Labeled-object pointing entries
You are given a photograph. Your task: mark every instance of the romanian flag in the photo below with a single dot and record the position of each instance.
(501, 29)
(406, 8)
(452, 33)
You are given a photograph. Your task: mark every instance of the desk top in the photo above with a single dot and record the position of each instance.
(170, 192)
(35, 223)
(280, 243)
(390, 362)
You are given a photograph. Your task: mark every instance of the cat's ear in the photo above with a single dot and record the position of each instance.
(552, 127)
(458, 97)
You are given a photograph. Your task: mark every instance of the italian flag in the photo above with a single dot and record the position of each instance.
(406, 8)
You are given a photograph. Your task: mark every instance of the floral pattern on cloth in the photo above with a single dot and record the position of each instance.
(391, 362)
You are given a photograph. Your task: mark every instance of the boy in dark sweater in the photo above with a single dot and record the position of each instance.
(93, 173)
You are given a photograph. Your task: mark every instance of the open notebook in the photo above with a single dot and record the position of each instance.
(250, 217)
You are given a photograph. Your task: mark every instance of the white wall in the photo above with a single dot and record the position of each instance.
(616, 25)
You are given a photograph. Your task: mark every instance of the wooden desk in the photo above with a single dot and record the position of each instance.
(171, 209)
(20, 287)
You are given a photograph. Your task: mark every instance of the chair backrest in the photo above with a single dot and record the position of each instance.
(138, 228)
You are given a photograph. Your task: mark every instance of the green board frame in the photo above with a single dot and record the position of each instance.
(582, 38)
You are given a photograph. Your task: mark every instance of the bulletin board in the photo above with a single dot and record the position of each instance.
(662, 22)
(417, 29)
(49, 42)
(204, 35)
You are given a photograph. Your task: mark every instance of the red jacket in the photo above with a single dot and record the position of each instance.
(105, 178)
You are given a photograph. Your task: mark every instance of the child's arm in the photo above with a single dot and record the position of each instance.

▶ EXERCISE AIM
Reproduce the records above exactly.

▶ WRITTEN SOLUTION
You are given a photograph. Your task: mark every instance of the romanian flag in the photo below with a single dot and record the position of each instance.
(501, 29)
(406, 8)
(452, 33)
You are given a photograph. Your task: mark every instance of the desk top in the photo above with a single dot and record the position of each instance.
(170, 192)
(35, 223)
(280, 243)
(390, 362)
You are given a photograph. Your task: mark every instance of the cat's ear in the photo above with a single dot and record the position of each instance.
(552, 127)
(458, 97)
You are given a photograph. Your task: mark every instance of the italian flag in the photo above with a single dot and record the position of each instance.
(406, 8)
You are given a photograph. Your task: mark every instance of the floral pattern on cloth in the photo above with a single dot and record the position of each instance.
(391, 362)
You are given a photograph. Your task: mark every instance of the boy in dark sweater in the photo above with a single dot and record the position of each instance.
(93, 173)
You are given a photograph. Your task: mark every instance of the open notebook in the photo above with a single dot and record the position of each instance.
(250, 217)
You are given a photograph. Your task: mark every instance of the white wall in the photo above with a single dot and record the position of each instance.
(616, 25)
You are given a photograph. Your task: mark every instance of the wooden desk in the photo above with a single dot and record the position of each instance.
(171, 209)
(20, 287)
You are given a photograph. Your task: mark every instance of the chair backrest in the photo above with a single dot and record the position of each instance.
(138, 228)
You are given a photograph. Your task: mark every instance of the green board frame in the photo above with a single dot and record the position of each instance.
(582, 38)
You are given a photograph. Your task: mark every instance of the bulletin board in the photo above with a single dot and record the position of each instance.
(662, 22)
(417, 29)
(49, 42)
(204, 35)
You are given a photograph. Your task: mark every instance of the red jacket in the photo above with a single dot and record the position of each instance.
(105, 178)
You are given a photograph. Your task: mark every instance of the child's arm in the photo above with a single dot and record the position of each instance.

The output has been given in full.